Copy out the whole listing exactly as written, leaving the pictures behind.

-- Given records start --

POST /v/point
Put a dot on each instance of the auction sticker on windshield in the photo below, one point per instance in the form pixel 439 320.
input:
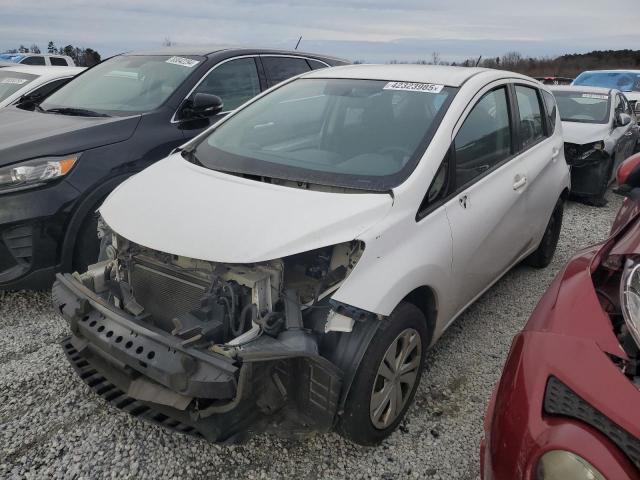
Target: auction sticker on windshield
pixel 414 87
pixel 595 95
pixel 14 81
pixel 183 62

-- Given records end --

— Correct output —
POST /v/point
Put a dot on each instance of the auction sticker on windshield in the photo below, one point per instance in the form pixel 439 320.
input:
Target: auction sticker on windshield
pixel 414 87
pixel 595 95
pixel 14 81
pixel 183 62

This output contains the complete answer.